- DIRECTIONS FOR THIS TASK -
Would you please retype, exactly, the lines of the listing below between the line with "Would you be able to pick out the overcast" and the line with "Would you be able to pick out the large", inclusive?

- THE RECORDS -
· · · ·
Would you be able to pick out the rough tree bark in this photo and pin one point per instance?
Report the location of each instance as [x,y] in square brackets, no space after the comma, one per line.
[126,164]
· · · ·
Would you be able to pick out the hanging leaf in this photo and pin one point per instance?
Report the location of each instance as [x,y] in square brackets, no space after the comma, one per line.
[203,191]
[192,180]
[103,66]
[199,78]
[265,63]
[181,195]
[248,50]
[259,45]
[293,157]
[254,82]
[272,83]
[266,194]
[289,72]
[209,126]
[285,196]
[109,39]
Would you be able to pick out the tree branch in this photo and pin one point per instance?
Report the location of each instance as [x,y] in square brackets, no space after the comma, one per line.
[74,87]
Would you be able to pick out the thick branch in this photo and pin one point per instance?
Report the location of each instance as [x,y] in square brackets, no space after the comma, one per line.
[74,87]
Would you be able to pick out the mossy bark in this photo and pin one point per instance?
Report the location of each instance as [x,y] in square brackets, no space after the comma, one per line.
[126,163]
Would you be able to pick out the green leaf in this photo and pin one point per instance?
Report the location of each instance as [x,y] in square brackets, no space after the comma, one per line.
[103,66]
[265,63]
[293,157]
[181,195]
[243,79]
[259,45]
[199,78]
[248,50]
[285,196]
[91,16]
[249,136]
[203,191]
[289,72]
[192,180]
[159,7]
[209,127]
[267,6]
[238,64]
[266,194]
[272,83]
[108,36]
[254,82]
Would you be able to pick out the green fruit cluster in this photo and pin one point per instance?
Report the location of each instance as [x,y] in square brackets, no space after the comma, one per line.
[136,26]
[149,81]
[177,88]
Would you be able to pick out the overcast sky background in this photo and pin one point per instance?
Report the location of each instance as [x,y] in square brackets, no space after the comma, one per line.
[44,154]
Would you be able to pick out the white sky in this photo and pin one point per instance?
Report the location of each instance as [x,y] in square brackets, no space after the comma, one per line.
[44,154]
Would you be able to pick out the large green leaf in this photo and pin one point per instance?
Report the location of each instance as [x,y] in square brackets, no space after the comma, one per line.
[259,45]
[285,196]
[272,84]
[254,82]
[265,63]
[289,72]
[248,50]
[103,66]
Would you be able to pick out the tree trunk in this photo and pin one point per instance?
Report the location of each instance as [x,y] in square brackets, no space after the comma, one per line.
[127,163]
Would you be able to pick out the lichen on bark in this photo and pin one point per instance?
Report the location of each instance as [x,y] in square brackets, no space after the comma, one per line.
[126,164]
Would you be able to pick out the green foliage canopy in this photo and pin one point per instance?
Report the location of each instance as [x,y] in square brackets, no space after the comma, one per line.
· · · ·
- EXPECTED ANSWER -
Would you be able to pick out the overcast sky background in this photo and pin one point per instance?
Report the location of each instance as [x,y] in square brackets, no space after the comma, one per line.
[44,154]
Would you be able to pick out the white sky in this photo and pin one point per instance?
Report the location of each instance as [x,y] in square brackets, no space after the comma, one per line.
[44,154]
Would you be able to pick out the large green leaf in this photo and pin one point per instance?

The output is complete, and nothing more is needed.